Source data

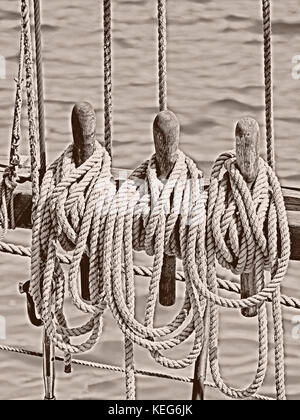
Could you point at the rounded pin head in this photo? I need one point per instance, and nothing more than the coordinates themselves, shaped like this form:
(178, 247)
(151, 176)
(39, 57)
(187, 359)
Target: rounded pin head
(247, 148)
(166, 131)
* * *
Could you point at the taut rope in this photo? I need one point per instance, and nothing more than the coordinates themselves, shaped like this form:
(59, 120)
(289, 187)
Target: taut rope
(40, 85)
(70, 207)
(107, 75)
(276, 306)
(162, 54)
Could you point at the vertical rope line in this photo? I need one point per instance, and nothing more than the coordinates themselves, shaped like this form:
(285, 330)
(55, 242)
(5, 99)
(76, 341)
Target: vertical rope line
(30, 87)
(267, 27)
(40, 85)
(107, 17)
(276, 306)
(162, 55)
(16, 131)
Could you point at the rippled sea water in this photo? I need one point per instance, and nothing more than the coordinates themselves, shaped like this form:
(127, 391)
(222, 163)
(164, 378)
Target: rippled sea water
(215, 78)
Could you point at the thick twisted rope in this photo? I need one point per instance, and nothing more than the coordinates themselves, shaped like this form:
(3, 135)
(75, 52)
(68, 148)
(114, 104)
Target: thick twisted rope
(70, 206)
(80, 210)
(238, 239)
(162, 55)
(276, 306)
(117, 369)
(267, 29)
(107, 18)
* * *
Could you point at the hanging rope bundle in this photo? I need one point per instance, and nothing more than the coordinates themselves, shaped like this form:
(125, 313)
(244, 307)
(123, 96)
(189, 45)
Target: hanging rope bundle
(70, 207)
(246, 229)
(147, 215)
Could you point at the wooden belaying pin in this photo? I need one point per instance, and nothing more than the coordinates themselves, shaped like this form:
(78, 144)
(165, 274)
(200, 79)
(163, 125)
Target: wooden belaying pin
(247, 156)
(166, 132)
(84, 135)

• [What you should do]: Filter the data for the string "themselves" and copy every line that has it.

• [Written answer]:
Could you point at the rounded pin head in this photo? I need one point per instance, and nothing more than the coordinates themselves, shaped like this form:
Could you point at the taut rope in this photo? I need one point per instance, and nothing more than the coordinates themselves, shaped like this form:
Could you point at the vertical rope line in this photo? I need one point per instance, and nothing more than the coordinates themselves, shaped like this form:
Could you point at the rippled sea water in this photo? I need one point per instance, and nothing more than the coordinates themselves, shaped like this form:
Could you point at the thick twisted rope in this photo? I need one point per instance, and nothing more than the coordinates themselves, shaped like this form:
Could you point at the hanging rope bundle in this photo? I need one point per instance, and nothing more than the coordinates themselves, shaped like this form:
Could you point at the wooden belaying pin in this photo? I need one point per instance, and nothing more than the coordinates themselves, shaped like this form:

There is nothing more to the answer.